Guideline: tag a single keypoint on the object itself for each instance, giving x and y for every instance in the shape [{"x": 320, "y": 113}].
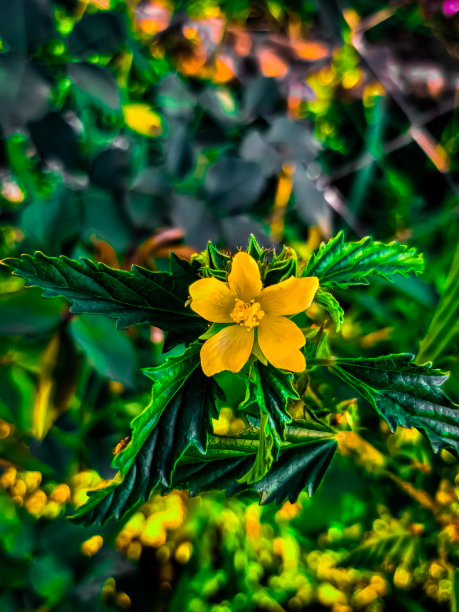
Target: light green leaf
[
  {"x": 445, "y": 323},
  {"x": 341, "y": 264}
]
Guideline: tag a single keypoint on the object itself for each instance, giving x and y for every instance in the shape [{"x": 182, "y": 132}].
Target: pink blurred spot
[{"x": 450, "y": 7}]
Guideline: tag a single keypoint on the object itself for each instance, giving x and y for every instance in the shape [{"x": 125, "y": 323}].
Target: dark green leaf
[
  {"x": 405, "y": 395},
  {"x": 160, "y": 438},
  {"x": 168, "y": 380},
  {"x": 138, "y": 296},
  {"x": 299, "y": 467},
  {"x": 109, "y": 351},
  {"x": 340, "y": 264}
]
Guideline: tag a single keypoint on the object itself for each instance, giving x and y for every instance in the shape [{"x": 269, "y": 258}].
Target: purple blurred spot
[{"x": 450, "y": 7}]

::::

Required task — Using the material above, return every line exactly as it appears, minus the pictures.

Task result —
Guideline: tag a single keypoint on the object itself for each instance, giving x and y for every instance in the shape [{"x": 320, "y": 113}].
Target: light green leaf
[
  {"x": 445, "y": 323},
  {"x": 341, "y": 264}
]
Guideline: tag a single keypoint on the object itself for each instance, giving x and y for every instance in the shape [{"x": 182, "y": 132}].
Target: pink blurred spot
[{"x": 450, "y": 7}]
Guideline: tag a single keypoint on the object itself for each instance, giving x and y for every instance in the shape [{"x": 125, "y": 323}].
Target: dark green leaf
[
  {"x": 405, "y": 395},
  {"x": 160, "y": 438},
  {"x": 168, "y": 380},
  {"x": 138, "y": 296},
  {"x": 299, "y": 467},
  {"x": 109, "y": 351},
  {"x": 340, "y": 264}
]
Guideline: tag a single keypoint on the object itself for each instance, giving x and y for every instance in the shape [{"x": 269, "y": 258}].
Target: purple blurred spot
[{"x": 450, "y": 7}]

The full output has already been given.